◆ Actions requises:
[a] Répondez brièvement aux questions suivantes sur l'extrait consacré au séisme en Haïti :
(i) Quelle magnitude est attribuée au séisme ?
(ii) Dans quelle ville ACF dispose-t-elle d'une base logistique ?
(iii) Quelle langue les Dominicains parlent-ils ?
[b] Reproduisez fidèlement le passage de l'extrait sur le séisme en Haïti qui commence par « J’arrive sur place » et se poursuit jusqu'à « ba c’est tout. ».

◆ Extrait choisi:
==================================================
28 février 2010

Port au Prince, année zero


12 Janvier 2010 à 16h53 heure locale alors que les élèves et les employés vaquent toujours à leurs occupations, un terrible séisme de magnitude 7,3 frappe Haiti, le pays le plus pauvre du continent américain. L’épicentre est situé aux portes Sud de la ville et a une faible profondeur. Autant dire que ça fait mal….
A ce jour, mon compte plus de 300 000 personnes mis en terre dans les fosses communes. Pour une population estimée à 9 000 000 d’habitants, cela représente en quelques minutes la perte de près de 3,5 % de la population. A titre de comparaison, cela représente approximativement le même pourcentage de perte que celles engendrées par la 1ère guerre mondiale sur la population Française.
J’arrive sur place 5 semaines plus tard, depuis la république dominicaine, parmi les touristes. On sent quand même là bas que l’on est dans un pays en développement et que la violence est omniprésente. ACF, mon ONG, a une base logistique à Santo Domingo car l’aéroport de Port au prince est saturé. Bien pratique pour faire venir du matériel aussi. Petit détail, les dominicains parlent espagnol et… ba c’est tout.
J’embarque sur un avion du programme alimentaire mondial pour Port au Prince, avec tout un tas de travailleurs humanitaires…des vrais et des « touristes » habillés de la tête au pied aux couleurs de leur organisation ou de leur église et plus occupé à se prendre en photo.
==================================================
(Étiquettes des points d'objets)
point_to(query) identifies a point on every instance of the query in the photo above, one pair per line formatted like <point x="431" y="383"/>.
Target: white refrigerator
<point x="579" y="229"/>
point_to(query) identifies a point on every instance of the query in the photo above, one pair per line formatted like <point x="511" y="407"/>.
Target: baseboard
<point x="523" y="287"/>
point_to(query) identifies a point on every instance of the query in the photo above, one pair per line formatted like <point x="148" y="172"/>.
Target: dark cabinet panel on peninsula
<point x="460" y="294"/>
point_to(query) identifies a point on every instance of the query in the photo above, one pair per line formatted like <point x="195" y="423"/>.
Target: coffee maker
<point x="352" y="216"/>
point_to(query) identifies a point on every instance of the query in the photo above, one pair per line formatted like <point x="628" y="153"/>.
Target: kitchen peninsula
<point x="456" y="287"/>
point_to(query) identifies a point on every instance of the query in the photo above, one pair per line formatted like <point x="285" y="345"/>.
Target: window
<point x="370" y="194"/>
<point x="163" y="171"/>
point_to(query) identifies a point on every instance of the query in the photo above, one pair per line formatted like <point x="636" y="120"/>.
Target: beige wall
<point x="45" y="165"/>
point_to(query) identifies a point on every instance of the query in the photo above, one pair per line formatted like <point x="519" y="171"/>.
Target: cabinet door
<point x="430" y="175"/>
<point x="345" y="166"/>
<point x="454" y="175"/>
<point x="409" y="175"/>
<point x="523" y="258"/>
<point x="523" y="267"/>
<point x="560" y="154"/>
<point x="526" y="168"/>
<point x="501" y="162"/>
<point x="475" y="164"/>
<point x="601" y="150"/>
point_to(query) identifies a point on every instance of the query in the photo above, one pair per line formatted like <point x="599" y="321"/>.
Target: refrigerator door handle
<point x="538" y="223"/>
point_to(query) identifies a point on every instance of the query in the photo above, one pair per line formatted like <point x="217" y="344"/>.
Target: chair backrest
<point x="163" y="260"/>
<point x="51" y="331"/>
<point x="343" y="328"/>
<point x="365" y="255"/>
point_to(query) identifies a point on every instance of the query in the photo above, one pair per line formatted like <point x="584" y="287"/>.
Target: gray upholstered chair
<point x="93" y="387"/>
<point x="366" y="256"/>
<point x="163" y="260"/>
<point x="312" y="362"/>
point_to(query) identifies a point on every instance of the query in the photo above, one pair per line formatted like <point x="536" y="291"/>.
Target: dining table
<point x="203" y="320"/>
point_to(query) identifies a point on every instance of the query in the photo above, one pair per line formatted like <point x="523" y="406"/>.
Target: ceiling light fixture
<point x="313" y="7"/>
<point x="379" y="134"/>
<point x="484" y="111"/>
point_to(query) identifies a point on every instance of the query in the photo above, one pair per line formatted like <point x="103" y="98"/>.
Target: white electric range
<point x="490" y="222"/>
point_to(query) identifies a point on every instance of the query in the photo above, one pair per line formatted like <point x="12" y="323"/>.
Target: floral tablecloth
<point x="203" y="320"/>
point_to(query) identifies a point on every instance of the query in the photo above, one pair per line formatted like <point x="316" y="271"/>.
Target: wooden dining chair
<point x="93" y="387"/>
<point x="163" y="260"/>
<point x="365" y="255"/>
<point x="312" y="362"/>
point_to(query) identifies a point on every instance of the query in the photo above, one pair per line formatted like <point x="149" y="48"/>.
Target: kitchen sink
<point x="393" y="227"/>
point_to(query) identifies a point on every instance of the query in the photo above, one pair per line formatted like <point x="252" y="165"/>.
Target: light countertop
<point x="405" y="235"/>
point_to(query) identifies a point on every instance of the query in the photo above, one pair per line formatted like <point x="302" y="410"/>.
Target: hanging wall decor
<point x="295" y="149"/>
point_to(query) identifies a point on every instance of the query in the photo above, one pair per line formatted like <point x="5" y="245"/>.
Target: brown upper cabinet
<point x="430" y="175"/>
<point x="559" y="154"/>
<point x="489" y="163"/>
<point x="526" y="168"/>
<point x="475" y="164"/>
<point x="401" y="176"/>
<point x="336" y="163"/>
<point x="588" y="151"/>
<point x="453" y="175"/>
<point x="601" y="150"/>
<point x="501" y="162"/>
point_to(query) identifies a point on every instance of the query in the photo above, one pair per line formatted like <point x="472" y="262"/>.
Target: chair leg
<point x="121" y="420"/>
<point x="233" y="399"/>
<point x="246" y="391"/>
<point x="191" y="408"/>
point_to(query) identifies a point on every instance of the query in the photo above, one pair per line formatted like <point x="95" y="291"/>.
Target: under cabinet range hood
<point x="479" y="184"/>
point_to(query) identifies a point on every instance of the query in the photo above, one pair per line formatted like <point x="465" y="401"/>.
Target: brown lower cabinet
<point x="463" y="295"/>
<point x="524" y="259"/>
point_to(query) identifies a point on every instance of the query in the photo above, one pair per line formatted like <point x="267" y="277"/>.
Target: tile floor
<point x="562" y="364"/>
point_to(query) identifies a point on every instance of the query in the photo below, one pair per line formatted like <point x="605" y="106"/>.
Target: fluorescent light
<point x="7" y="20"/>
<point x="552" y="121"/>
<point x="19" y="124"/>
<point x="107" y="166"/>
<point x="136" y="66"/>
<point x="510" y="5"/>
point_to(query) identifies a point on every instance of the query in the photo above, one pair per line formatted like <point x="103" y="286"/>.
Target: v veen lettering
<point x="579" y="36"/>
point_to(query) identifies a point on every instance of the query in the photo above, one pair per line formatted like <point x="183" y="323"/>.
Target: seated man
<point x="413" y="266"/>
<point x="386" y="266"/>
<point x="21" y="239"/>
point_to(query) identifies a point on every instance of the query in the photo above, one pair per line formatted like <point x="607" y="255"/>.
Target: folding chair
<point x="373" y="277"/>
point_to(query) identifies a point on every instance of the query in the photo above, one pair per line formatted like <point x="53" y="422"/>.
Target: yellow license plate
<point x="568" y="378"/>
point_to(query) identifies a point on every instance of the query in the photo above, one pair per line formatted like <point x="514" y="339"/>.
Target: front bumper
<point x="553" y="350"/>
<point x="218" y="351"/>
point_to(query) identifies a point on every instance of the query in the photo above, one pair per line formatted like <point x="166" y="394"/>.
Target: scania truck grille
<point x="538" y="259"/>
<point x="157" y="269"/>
==================================================
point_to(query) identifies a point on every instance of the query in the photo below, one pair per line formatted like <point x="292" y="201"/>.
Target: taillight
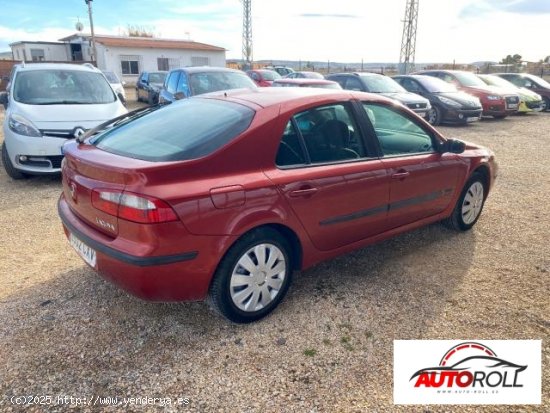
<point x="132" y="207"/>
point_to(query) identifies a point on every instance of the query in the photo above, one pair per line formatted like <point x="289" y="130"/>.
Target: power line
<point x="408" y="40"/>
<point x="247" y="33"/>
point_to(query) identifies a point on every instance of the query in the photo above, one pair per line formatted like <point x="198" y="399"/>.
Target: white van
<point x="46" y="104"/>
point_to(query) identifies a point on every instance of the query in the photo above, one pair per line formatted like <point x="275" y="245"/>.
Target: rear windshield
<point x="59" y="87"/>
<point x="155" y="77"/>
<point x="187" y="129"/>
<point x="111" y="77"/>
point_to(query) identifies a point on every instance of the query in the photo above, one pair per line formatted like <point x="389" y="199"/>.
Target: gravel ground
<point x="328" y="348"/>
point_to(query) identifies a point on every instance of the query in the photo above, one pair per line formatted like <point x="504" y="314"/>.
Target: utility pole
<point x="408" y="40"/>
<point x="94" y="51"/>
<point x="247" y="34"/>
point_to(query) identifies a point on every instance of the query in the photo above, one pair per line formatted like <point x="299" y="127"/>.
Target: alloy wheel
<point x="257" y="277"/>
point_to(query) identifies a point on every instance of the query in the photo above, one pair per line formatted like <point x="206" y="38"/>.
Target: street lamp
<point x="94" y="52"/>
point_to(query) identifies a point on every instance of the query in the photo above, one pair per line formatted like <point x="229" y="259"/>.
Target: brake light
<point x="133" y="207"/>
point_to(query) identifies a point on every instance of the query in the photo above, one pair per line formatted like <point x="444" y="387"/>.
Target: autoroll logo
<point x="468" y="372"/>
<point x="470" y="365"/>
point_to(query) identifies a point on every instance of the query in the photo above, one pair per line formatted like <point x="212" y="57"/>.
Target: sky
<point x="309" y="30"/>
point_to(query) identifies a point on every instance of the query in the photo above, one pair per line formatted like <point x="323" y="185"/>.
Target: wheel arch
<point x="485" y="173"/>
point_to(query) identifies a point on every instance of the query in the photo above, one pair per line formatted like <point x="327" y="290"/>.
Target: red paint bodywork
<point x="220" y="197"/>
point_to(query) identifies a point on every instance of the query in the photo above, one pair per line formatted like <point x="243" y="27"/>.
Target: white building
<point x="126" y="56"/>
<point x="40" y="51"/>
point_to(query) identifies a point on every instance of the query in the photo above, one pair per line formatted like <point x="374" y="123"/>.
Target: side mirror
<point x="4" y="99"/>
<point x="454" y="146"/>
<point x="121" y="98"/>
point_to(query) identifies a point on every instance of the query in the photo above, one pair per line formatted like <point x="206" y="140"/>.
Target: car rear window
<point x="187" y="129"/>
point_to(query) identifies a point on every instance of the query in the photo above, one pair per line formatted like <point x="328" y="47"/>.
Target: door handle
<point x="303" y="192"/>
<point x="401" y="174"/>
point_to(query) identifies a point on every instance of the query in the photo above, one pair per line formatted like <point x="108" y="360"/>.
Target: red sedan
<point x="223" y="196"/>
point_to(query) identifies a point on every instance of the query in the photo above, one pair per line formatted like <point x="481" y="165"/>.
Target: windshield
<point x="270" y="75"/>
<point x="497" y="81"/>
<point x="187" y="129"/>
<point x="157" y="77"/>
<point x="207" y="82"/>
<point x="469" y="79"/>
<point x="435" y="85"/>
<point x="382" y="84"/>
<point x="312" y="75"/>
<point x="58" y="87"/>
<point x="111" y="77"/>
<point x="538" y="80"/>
==================================================
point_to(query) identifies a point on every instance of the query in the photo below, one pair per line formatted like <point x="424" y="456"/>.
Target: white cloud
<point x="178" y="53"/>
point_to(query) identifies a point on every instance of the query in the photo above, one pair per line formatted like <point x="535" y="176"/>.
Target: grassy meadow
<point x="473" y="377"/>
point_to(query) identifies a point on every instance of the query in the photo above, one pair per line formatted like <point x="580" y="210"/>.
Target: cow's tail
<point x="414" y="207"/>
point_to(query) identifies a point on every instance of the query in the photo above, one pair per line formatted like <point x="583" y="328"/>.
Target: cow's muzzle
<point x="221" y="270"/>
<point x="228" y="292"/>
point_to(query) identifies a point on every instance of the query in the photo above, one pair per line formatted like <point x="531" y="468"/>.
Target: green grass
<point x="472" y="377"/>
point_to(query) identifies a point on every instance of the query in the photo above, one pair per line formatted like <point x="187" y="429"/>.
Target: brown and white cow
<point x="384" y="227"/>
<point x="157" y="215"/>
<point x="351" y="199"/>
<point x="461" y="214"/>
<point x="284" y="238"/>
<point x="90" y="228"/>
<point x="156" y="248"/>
==================================================
◆ Solutions par tâche:
[a]
(i) 7,3
(ii) Santo Domingo
(iii) L'espagnol

[b]
J’arrive sur place 5 semaines plus tard, depuis la république dominicaine, parmi les touristes. On sent quand même là bas que l’on est dans un pays en développement et que la violence est omniprésente. ACF, mon ONG, a une base logistique à Santo Domingo car l’aéroport de Port au prince est saturé. Bien pratique pour faire venir du matériel aussi. Petit détail, les dominicains parlent espagnol et… ba c’est tout.